#### [Instructions to follow]
Set down the records again, keeping each line exactly as it is.

#### [Material provided]
BEGIN

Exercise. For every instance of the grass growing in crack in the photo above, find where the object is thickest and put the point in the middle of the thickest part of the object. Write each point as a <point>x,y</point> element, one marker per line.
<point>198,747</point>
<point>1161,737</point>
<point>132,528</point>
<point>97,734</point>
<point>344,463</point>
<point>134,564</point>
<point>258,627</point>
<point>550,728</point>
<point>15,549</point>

END

#### [Solution]
Exercise. For every instance of the grass growing in crack in the photo above, find where the object is thickest and put the point in the middle of the thickest part of the object. Write each point as a <point>x,y</point> element, one marker per line.
<point>198,747</point>
<point>1161,737</point>
<point>132,528</point>
<point>97,734</point>
<point>344,463</point>
<point>134,564</point>
<point>258,627</point>
<point>550,728</point>
<point>15,549</point>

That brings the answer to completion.